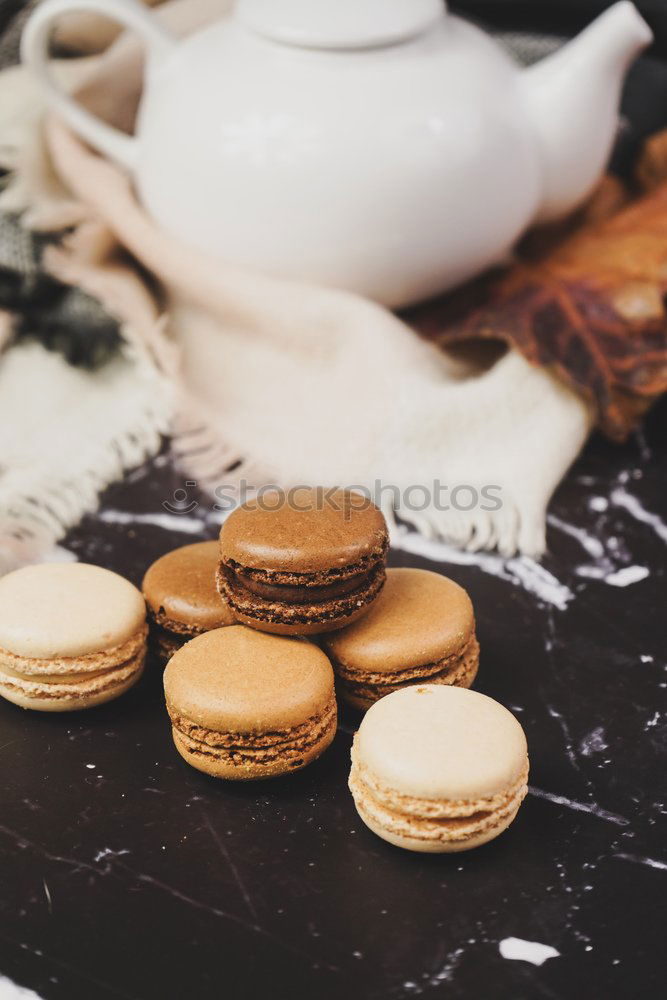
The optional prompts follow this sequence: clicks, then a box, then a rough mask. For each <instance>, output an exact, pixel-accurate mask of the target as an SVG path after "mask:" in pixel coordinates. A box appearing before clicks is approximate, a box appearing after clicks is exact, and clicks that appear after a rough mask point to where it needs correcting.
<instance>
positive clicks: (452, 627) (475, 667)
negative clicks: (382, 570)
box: [322, 569, 479, 709]
mask: <svg viewBox="0 0 667 1000" xmlns="http://www.w3.org/2000/svg"><path fill="white" fill-rule="evenodd" d="M322 642H323V645H324V647H325V649H326V650H327V652H328V654H329V656H330V657H331V662H332V663H333V666H334V670H335V671H336V677H337V682H338V690H339V694H340V695H341V697H342V698H344V699H345V701H347V702H349V703H350V704H351V705H353V706H354V707H355V708H360V709H366V708H369V707H370V706H371V705H372V704H373V702H375V701H377V700H378V698H382V697H384V695H387V694H391V692H392V691H398V690H399V689H400V688H402V687H406V686H407V685H409V684H420V683H422V684H424V683H430V684H455V685H457V686H458V687H470V685H471V684H472V682H473V681H474V679H475V677H476V676H477V669H478V666H479V643H478V642H477V638H476V636H475V615H474V612H473V607H472V602H471V600H470V598H469V597H468V594H467V592H466V591H465V590H464V589H463V587H460V586H459V585H458V583H455V582H454V581H453V580H450V579H449V577H446V576H443V575H442V574H441V573H432V572H430V571H429V570H425V569H388V570H387V582H386V583H385V585H384V588H383V590H382V592H381V593H380V595H379V597H378V598H377V600H376V601H374V603H373V604H372V605H371V607H370V609H369V610H368V611H367V612H366V614H365V615H364V617H363V618H360V619H359V620H358V621H356V622H353V623H352V624H351V625H348V626H346V628H343V629H341V630H340V631H338V632H334V633H332V634H330V635H327V636H323V637H322Z"/></svg>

Try it »
Leaving out the pictures, print each line of the records above from the first up to and including the one that contains "negative clicks: (382, 570)", exactly as written.

Response »
The optional prompts follow this sequence: clicks, then a box, then a rough mask. For each <instance>, output an exact, pixel-accurate mask of the target as an SVG path after "mask:" in pixel coordinates. A box appearing before clicks is approximate, a box appearing after clicks is exact, and clicks that appear after a rough mask point to where it needs correcting.
<instance>
positive clicks: (452, 627) (475, 667)
negative clicks: (382, 570)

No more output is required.